## ÜBUNGSAUFGABEN
(a) Beantworte anhand des Auszugs über den verdeckten Stellenmarkt diese drei Fragen:
(i) Aus welchem Grund trennt man sich laut dem Auszug oft von Führungskräften, auch wenn ihre Arbeitsleistung stimmt?
(ii) Was erwartet die ausscheidende Führungskraft von der Trennung?
(iii) Was beschreiben Anzeigentexte im Grunde eigentlich?
(b) Setze den Auszug über den verdeckten Stellenmarkt nach seinem letzten Satz fort.

## AUSZUG

+--

JobSearch. Werden Sie Ihr eigener Headhunter. Hans Rainer Vogel
Ein Grund, den verdeckten Stellenmarkt für die Neubesetzung einer Position zu nutzen, könnte ein zwischenmenschlicher sein. Wenn Sie Abteilungsleiter sind und Ihnen die Nase eines Ihrer Mitarbeiter oder seine politische Meinung nicht passt, dann können Sie ihm deswegen nicht den Stuhl vor die Tür setzen. Im Führungskräftebereich geschieht so etwas jedoch sehr häufig. Von Führungskräften trennt man sich, weil die »chemistry« nicht stimmt, auch wenn die Arbeitsleistung nichts oder nur wenig zu wünschen übrig lässt. Nach außen wird das dann mit unterschiedlichen Auffassungen hinsichtlich der Strategie begründet.
Defizite des bisherigen Stelleninhabers
Wenn es im Management »nicht zusammen geht«, ist eine einvernehmliche Trennung in den meisten Fällen tatsächlich das kleinere Übel. Die ausscheidende Führungskraft erwartet nun, dass die Trennung äußerst diskret und neutral gehandhabt wird, um den Schaden so gering wie möglich zu halten. Würde in einem solchen Fall eine Anzeige geschaltet, um den Nachfolger zu suchen, würde man den Schaden vermutlich maximieren. Anzeigentexte beschreiben oft ja gar nicht, welche Eigenschaften und Fähigkeiten der zukünftige Stelleninhaber haben sollte. Sie beschreiben im Grunde eigentlich die Defizite des bisherigen Stelleninhabers.

+--

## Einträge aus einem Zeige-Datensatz

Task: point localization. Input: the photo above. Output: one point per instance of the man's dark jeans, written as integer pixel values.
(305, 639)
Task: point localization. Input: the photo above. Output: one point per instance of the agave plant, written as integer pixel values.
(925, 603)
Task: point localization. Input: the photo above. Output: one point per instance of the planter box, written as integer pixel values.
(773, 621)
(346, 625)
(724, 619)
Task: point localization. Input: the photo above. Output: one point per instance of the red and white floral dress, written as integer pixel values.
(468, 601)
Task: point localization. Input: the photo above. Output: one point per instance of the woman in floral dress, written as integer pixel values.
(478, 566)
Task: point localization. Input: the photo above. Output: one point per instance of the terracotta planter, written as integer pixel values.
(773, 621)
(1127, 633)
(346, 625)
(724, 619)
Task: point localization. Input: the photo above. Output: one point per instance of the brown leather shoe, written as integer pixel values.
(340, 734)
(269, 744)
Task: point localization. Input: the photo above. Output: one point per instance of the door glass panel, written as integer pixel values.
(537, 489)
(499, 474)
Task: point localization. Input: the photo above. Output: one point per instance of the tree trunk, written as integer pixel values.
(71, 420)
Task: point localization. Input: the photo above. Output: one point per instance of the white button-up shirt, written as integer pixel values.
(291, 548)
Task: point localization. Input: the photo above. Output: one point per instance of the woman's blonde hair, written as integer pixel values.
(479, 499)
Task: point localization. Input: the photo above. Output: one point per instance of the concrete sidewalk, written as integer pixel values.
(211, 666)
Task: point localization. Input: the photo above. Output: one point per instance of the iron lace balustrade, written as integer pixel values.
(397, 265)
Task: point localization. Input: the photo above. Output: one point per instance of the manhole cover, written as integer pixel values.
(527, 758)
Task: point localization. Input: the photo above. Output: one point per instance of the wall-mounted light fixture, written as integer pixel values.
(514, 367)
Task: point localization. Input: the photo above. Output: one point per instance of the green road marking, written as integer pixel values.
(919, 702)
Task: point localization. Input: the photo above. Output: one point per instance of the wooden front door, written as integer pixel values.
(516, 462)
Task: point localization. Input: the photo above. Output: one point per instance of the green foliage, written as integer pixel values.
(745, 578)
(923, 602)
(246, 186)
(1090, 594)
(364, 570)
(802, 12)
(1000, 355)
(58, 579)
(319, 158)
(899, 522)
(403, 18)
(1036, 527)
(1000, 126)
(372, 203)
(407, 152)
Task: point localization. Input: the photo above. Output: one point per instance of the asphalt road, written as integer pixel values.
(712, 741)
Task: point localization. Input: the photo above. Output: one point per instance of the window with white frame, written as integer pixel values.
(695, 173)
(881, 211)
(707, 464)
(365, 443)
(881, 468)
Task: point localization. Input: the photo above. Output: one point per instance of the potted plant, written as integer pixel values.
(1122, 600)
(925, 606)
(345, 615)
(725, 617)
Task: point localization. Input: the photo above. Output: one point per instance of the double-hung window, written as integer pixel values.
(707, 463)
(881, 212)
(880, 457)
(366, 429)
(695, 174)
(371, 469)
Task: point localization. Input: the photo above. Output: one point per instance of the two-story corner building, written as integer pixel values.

+--

## ANTWORTEN JE AUFGABE
(a)
(i) Weil die »chemistry« nicht stimmt.
(ii) Dass die Trennung äußerst diskret und neutral gehandhabt wird, um den Schaden so gering wie möglich zu halten.
(iii) Die Defizite des bisherigen Stelleninhabers.

(b)
Imageschaden vermeiden
Auch das Unternehmen selbst sollte durch einen solchen Trennungsprozess nicht beschädigt werden. Das ungeplante Ausscheiden einer Führungskraft kommt weder bei Kunden noch bei Lieferanten oder den eigenen Mitarbeitern besonders gut an. Aus diesem Grund ist eine diskrete Nachfolgersuche meist die weitaus bessere Lösung. Diskret heißt in solchen Fällen, dass die Stelle mit Hilfe eines Headhunters besetzt wird.
Es gibt viele Gründe, die für die diskrete Suche nach einem neuen Stelleninhaber sprechen. Dazu zählen der Schutz des bisherigen und des potenziellen zukünftigen Stelleninhabers und die Vermeidung eines Imageverlusts für das suchende Unternehmen.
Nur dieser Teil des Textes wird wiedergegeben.